▶ [Exercise description]:
How many lines in the rows below contain the string "target"? Case counts, and the reply should be that number alone.

** start Dataset records **

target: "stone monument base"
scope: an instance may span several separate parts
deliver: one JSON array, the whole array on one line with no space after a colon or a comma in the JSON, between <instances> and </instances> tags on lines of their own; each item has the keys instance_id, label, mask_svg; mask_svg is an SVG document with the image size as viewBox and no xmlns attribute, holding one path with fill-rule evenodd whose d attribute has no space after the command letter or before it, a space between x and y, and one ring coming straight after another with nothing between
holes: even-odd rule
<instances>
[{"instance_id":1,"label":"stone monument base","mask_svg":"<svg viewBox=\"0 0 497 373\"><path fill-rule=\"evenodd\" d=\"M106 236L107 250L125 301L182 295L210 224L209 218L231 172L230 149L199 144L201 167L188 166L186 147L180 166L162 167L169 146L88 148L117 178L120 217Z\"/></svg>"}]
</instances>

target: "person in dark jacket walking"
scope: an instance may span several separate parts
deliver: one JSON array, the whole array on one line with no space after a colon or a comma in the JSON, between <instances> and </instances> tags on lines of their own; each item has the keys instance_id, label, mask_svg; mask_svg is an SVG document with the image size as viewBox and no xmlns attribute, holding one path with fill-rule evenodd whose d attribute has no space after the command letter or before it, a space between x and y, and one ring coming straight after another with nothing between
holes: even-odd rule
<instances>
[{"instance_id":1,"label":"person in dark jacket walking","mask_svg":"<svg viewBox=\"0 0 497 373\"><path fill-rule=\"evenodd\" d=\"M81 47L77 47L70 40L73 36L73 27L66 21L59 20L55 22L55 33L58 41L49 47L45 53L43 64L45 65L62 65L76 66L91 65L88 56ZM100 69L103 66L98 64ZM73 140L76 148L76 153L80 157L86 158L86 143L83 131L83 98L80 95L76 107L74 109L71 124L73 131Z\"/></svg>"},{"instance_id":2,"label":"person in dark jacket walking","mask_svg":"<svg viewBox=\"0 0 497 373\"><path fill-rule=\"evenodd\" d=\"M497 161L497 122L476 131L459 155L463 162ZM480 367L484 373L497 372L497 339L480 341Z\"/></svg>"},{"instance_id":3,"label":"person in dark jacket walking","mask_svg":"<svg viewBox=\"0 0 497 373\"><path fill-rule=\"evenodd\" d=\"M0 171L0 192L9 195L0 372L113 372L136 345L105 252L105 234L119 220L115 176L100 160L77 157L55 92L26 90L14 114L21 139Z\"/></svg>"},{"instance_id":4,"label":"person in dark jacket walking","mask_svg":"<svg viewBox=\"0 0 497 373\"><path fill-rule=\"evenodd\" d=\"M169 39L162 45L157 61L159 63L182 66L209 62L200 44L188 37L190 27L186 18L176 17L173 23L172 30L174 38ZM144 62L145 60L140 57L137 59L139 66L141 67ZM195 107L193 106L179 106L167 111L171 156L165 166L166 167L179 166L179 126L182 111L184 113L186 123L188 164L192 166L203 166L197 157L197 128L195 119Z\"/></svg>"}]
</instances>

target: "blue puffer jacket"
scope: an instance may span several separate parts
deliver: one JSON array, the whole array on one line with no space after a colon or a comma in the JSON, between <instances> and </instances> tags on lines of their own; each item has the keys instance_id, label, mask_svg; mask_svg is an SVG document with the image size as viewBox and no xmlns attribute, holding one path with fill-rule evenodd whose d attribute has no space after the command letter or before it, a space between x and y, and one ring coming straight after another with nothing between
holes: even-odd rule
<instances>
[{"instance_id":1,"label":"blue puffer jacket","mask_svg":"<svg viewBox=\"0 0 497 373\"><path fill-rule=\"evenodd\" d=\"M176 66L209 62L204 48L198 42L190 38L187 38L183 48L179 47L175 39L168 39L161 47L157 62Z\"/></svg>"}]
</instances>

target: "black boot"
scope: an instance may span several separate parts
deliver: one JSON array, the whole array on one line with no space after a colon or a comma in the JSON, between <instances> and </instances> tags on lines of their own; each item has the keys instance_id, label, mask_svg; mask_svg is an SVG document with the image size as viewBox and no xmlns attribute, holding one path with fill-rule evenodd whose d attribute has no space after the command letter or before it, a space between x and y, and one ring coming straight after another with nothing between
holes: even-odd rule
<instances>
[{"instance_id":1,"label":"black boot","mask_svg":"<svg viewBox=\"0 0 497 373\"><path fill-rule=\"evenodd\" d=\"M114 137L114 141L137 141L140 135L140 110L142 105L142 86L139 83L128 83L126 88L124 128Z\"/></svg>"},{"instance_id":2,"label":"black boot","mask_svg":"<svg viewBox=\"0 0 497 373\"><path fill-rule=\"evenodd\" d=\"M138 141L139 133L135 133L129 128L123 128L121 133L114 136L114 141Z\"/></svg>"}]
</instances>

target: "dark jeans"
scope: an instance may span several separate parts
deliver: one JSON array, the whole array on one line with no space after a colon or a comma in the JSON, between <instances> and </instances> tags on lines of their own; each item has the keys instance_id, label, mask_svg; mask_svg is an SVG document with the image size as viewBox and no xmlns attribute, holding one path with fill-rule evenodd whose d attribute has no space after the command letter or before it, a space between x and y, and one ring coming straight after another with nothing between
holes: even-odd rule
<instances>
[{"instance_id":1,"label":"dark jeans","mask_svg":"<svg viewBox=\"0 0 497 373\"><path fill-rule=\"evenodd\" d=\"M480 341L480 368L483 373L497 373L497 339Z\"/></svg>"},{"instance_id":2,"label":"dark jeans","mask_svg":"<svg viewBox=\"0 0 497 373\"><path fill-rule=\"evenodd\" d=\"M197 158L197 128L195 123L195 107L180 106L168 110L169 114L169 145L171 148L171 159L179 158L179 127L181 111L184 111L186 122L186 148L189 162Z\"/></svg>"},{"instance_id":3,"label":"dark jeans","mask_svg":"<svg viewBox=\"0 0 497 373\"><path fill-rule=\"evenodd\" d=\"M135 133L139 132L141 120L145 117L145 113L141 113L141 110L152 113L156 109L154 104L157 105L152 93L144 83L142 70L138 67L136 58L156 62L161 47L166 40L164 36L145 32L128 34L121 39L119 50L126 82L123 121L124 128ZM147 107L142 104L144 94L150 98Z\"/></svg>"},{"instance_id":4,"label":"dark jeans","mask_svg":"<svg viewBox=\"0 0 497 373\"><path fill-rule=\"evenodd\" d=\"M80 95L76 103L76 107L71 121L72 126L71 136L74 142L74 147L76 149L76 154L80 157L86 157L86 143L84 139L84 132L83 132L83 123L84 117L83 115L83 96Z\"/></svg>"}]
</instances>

** end Dataset records **

▶ [Task output]:
5